- **BRANO FORNITO**
══════════════════════════════
Il Castello Eurialo
Quasi subito dopo che Dionigi, sotto l'ondata di terrore scatenata dalla grande offensiva cartaginese, ebbe consolidato il proprio potere all'interno della città, iniziò una fase di grandi lavori che interessarono generalmente l'urbanistica di Siracusa imprimendole un volto nuovo.
In una prima fase del conflitto contro i cartaginesi Dionigi era già stato pesantemente sconfitto sotto le mura di Gela; l'avvenimento aveva provocato un moto di rivolta contro il tiranno; a Siracusa gli venne uccisa la moglie, violentata dai suoi nemici politici. Riuscito a rientrare in città grazie all'appoggio di truppe rimaste fedeli, Dionigi concluse nel 405 una pace con il generale dei cartaginesi Imilcione, il cui campo era funestato da una pestilenza e che, come giustamente nota la Fiori, dovette constatare la difficoltà di porre l'assedio ad una città tanto estesa come Siracusa, con le poche forze delle quali disponeva.
Fu approfittando di questa insperata pace che Dionigi diede il via alla fortificazione di Siracusa. Anche in questa ciclopica opera di costruzione Dionigi si mostrò avveduto politico, dividendola in fasi opportune di crescita; nella prima egli si garantì, memore della recente e rovinosa rivolta, il potere in modo assoluto contro ogni nuovo tentativo insurrezionale della città; nella seconda fase garantì la città stessa dai suoi nemici, dei quali già da allora si prospettava la rivincita.
Nel 404 Dionigi stabilì la propria sede definitiva in Ortigia, dalla quale cacciò gli abitanti e che popolò esclusivamente con la sua guardia del corpo e con i suoi funzionari. Procedette quindi al suo afforzamento. Vi fece costruire una grande fortezza, sbarrante l'accesso all'isola e con il fronte volto verso Acradina. Vi realizzò anche un grande palazzo come propria residenza, lo stesso che, ricostruito da Ierone II, servì poi da residenza ai pretori romani. Altre torri erano ivi, opera di Dionigi, ed ammiravansi portici e botteghe, ed Ortigia era insieme città forte, seggio di monarchi, luogo di traffici, ricovero di navi mercantili e da guerra. Eravi il tempio di Minerva, l'altro di Diana e quello di Giunone ( E. De Benedictis).
Insieme a queste misure Dionigi realizzò in Ortigia dei grandi depositi di viveri bastevoli per la sua guarnigione per lunghi periodi; in tal modo la rese fortissima e, di contro, solidissimo il proprio potere.
La seconda fase di lavori riguardò l'intera città. Di certo il ricordo delle tante difficoltà incontrate durante l'assedio ateniese (la parossistica corsa all'erezione dei muri, inseguentisi dall'Epipoli al mare), e la certezza che presto Siracusa avrebbe potuto provare un duro assedio di Cartagine, spinse Dionigi a concepire una cinta muraria avvolgente l'intero abitato e serrante in una vasta e poderosa cerchia difensiva tutti i suoi quartieri.
Questa cinta, realizzata in brevissimo periodo, ebbe uno sviluppo di venti sette chilometri, il più vasto di tutta la storia antica, Roma compresa.
══════════════════════════════
- **DATI FORNITI**

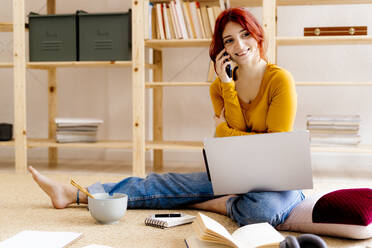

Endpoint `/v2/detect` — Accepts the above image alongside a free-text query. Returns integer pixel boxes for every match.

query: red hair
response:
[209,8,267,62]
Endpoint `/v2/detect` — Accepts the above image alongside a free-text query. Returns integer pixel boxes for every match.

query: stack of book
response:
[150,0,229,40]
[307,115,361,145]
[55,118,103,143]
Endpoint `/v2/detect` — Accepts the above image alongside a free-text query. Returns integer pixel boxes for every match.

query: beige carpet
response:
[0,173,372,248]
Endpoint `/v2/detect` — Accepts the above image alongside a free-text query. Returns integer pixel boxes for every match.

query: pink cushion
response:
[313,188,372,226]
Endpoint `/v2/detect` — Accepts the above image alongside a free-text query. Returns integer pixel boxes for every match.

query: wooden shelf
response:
══════════════════════════════
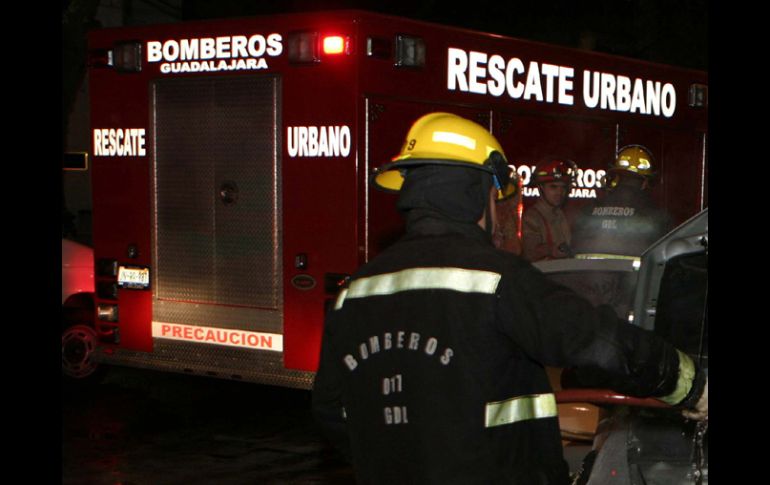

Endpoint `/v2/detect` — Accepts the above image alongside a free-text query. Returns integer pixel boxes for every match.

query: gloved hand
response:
══════════════════════════════
- **COSA FARAI**
(a) Nel brano sulle fortificazioni di Dionigi a Siracusa, in quale anno Dionigi stabilì la propria sede definitiva in Ortigia?
(b) Prosegui il brano sulle fortificazioni di Dionigi a Siracusa, riprendendo subito dopo la sua ultima frase.
Le voci non hanno alcun ruolo in questo esercizio.

- **RISPOSTE ALL'ESERCIZIO**
(a) Nel 404.

(b)
La cinta dionigiana venne anche a comprendere la collina sovrastante la città che non poteva lasciarsi assolutamente nelle mani degli eventuali nemici, e tutta questa vasta zona, l'Epipoli, costituì il quinto quartiere di Siracusa.
L'intera opera venne realizzata dal 402 al 397; la cerchia muraria era rafforzata da torri quadrangolari e una serie di piccoli forti ne guarniva i punti più deboli e salienti (Portella del Fusco).
Una delle più importanti porte di accesso a Siracusa era in località Scala Greca ed era chiamata l'Exapylon. Le porte erano tutte sicuramente fortificate e provviste di mura di sbarramento. L'intera opera difensiva aveva due culmini: dal lato del mare nell'imprendibile Ortigia e sul margine dell'Epipoli nel più grande e perfetto castello dell'antichità: l'Eurialo.
Diodoro Siculo ci narra con dovizia di particolari come la costruzione di questa immensa opera e dello stesso Eurialo abbia mobilitato l'intera popolazione di Siracusa, perché venisse realizzata con la massima segretezza e nel più breve tempo possibile. Dalle Latomie vennero cavate cinque milioni di tonnellate di blocchi di calcare ed esse vennero allora ad assumere la vastità che oggi è osservabile.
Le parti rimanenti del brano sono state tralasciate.